Show in full every line of the records below that contains the word "Locate".

- [DATASET CONTENT]:
--- start ---

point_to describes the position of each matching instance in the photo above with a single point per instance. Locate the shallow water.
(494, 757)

--- end ---
--- start ---

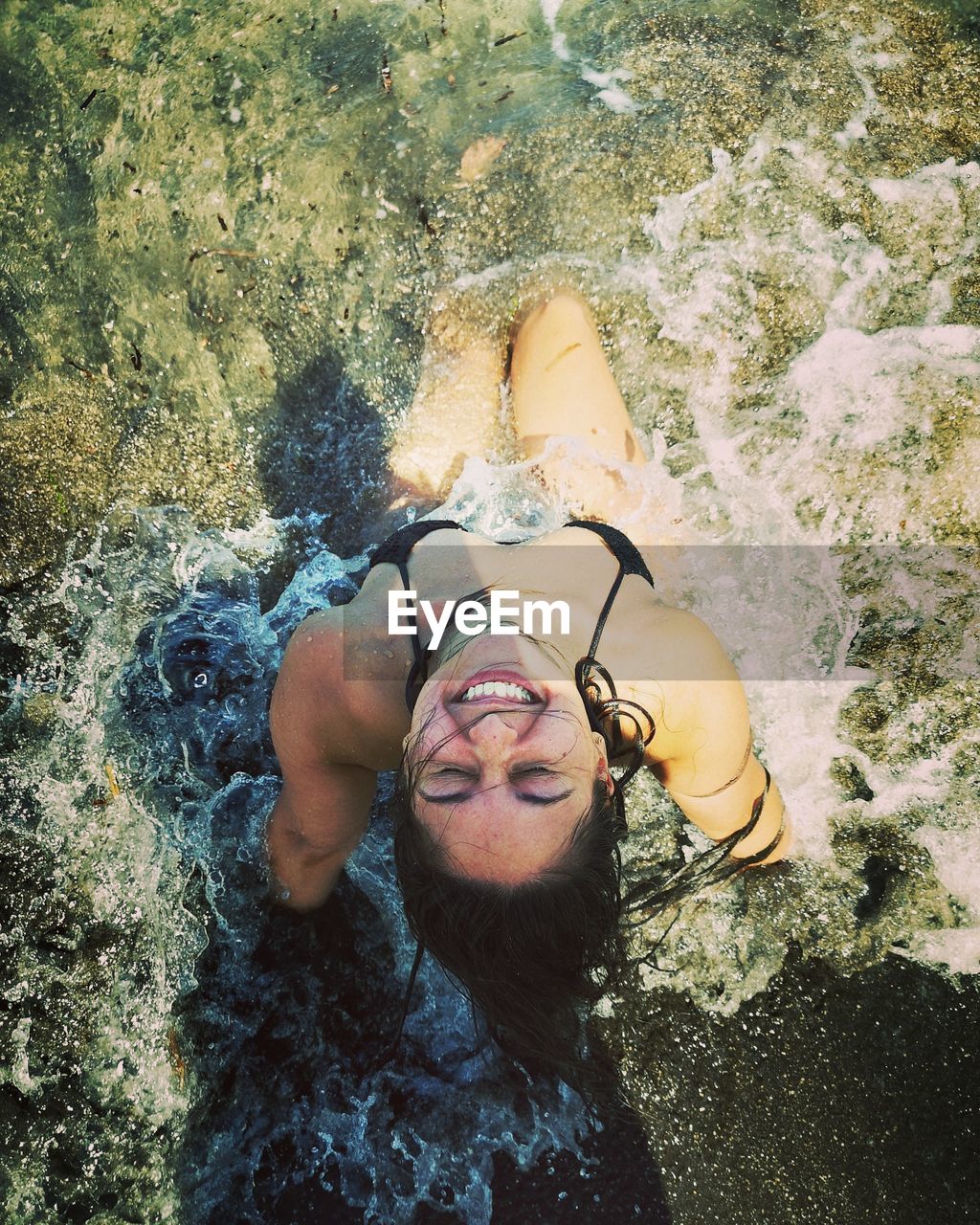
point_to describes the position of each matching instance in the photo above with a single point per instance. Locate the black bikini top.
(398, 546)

--- end ---
--- start ---

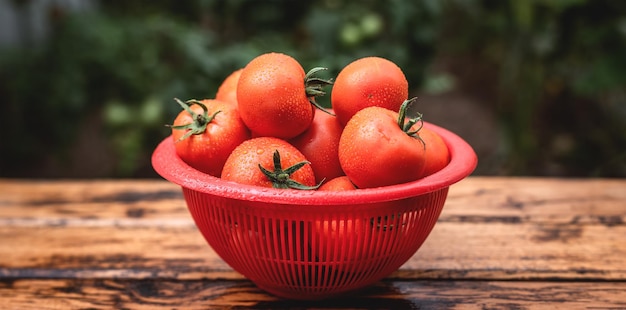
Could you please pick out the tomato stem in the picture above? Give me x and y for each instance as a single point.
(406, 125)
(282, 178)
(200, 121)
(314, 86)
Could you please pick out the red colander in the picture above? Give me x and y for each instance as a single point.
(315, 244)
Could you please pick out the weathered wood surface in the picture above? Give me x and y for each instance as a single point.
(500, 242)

--- end ---

- [TASK SOLUTION]:
point_to describes the position of each matching instance in the photo above with a single point per instance. Locate the shallow water.
point_to describes the position of each matching instance in the photo above with a single point per instance. Locate the black bikini top.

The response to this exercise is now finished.